** begin Document **
# Tanganyika Field Trip Video (and introduction...)



## AlexJordan (Dec 2, 2011)

Hi All,

I am a researcher studying Tanganyikan cichlids, and have just returned from a four month field season on the Lake. I have made some underwater videos of the fish and habitats in various places I visited, and thought some people here may be interested in seeing their aquarium fish in their natural habitats.

This is the first video of 3 or 4 that I'll upload over the next few weeks, and the footage is taken from Cape Kaku (near Cape Chaitika), Chisanza Bay (near Isanga), and Ndole Bay (near Sumbu). I hope you like it!

EDIT! I can't post the link because it's my first post... I'll try again

Alex


----------



## AlexJordan (Dec 2, 2011)

Will this work I wonder...?


----------



## Qaddiction (Oct 16, 2007)

Wow, thank you for the great video. The only way to get better is to actually dive myself. Stunning. I can't wait for the other videos!
** end Document **
Exercise directions: Write the next part of the forum thread about the Tanganyika field trip video, picking up after its last post. The data that follows is separate material and has no connection to the thread above.
** begin Information supplied **
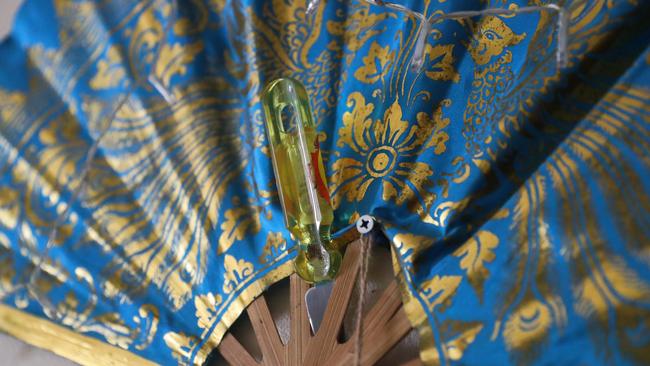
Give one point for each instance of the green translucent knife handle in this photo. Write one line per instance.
(300, 177)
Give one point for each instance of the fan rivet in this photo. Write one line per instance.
(365, 224)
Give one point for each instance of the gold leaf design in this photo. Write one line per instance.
(12, 105)
(239, 221)
(441, 63)
(379, 145)
(173, 60)
(623, 284)
(206, 309)
(7, 271)
(456, 336)
(358, 27)
(474, 254)
(237, 271)
(110, 71)
(430, 129)
(9, 207)
(527, 324)
(375, 64)
(275, 246)
(439, 290)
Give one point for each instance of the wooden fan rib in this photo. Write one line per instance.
(299, 320)
(384, 326)
(321, 346)
(266, 332)
(234, 353)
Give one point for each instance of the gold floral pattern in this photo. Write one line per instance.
(381, 146)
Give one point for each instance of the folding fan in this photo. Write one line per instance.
(139, 214)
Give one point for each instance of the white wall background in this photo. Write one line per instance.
(14, 352)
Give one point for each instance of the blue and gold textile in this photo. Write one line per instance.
(515, 193)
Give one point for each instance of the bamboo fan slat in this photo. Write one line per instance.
(384, 325)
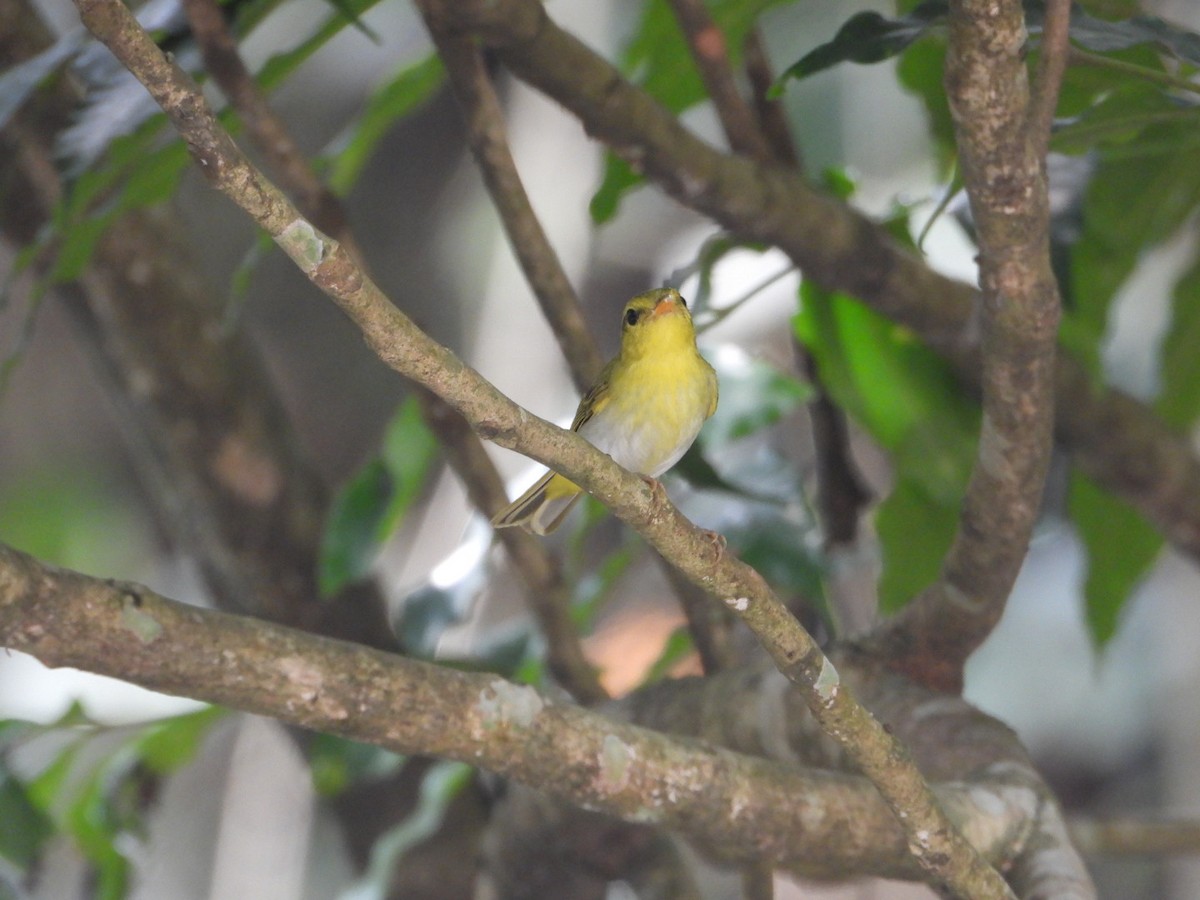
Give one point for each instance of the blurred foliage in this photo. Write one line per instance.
(1131, 109)
(94, 786)
(372, 504)
(1129, 119)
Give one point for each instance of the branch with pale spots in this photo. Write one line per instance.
(1002, 138)
(947, 858)
(736, 807)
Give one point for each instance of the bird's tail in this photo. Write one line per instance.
(541, 508)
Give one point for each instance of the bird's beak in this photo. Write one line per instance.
(665, 306)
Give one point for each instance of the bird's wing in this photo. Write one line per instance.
(595, 400)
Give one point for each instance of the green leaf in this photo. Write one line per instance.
(412, 87)
(281, 65)
(24, 828)
(442, 784)
(1131, 205)
(357, 526)
(337, 763)
(19, 82)
(169, 744)
(1121, 546)
(677, 647)
(868, 37)
(915, 532)
(909, 400)
(1179, 401)
(370, 508)
(618, 180)
(755, 395)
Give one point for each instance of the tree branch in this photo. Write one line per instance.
(539, 262)
(545, 591)
(738, 807)
(712, 58)
(1003, 167)
(1116, 441)
(268, 132)
(948, 859)
(1055, 53)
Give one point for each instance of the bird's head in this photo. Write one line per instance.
(657, 322)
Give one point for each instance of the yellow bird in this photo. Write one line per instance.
(645, 411)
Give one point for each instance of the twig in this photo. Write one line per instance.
(771, 112)
(264, 127)
(545, 591)
(939, 849)
(1055, 51)
(539, 262)
(712, 58)
(707, 621)
(841, 496)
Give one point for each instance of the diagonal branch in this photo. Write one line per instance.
(712, 58)
(539, 262)
(1115, 439)
(815, 821)
(947, 858)
(546, 593)
(268, 132)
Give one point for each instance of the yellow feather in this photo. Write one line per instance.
(645, 411)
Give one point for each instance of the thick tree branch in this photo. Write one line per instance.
(268, 132)
(1117, 441)
(1003, 166)
(948, 859)
(739, 807)
(547, 595)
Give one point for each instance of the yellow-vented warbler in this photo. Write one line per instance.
(645, 411)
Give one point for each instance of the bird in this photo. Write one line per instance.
(645, 411)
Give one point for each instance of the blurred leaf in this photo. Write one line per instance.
(909, 400)
(1121, 546)
(755, 395)
(1179, 401)
(281, 65)
(412, 87)
(618, 180)
(439, 787)
(21, 81)
(870, 37)
(1132, 204)
(867, 37)
(678, 647)
(915, 533)
(370, 508)
(24, 828)
(357, 526)
(337, 763)
(408, 451)
(167, 745)
(919, 71)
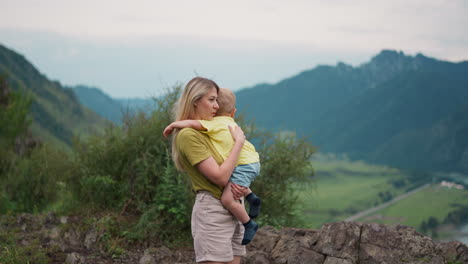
** end Information supplied **
Answer:
----------



## nmcichlid-aholic (Mar 23, 2011)

Just awesome. So looking forward to the next one. Thank you for thinking to share these with us! Might I ask what the purpose of your research is and with/for whom are you doing it? You are living the dream of many of us, I would think - I know I can think of few things I would like to do more!

Thanks again!


----------



## Fishy_Cichlid (Aug 4, 2011)

> You are living the dream of many of us, I would think


 nmcichlid-aholic just expressed my own feelings. Awesome video.


----------



## BNoel21 (May 15, 2011)

That was purely amazing and a joy to watch.


----------



## jeffmo78 (Dec 5, 2006)

Great video! Thanks for sharing! opcorn:


----------



## Rick_Lindsey (Aug 26, 2002)

Wow!

I didn't realize the fish density was so high in the lake... awesome vid!!!

thanks for sharing!!! Looking forward to the next installment.

-Rick (the armchair aquarist)


----------



## reflexhunter (Jul 25, 2009)

Wow, now that's the size tank I need! :dancing:

Thanks for the video.


----------



## AlexJordan (Dec 2, 2011)

Thanks for the feedback all, I'm glad you liked it! But this job isn't all roses, I have to be away for months at a time, and it's sometimes difficult to get funding, but yeah, I guess all-in-all it's a pretty good deal...

Cheers,

Alex


----------



## hungryhungryNIMBO (Nov 28, 2011)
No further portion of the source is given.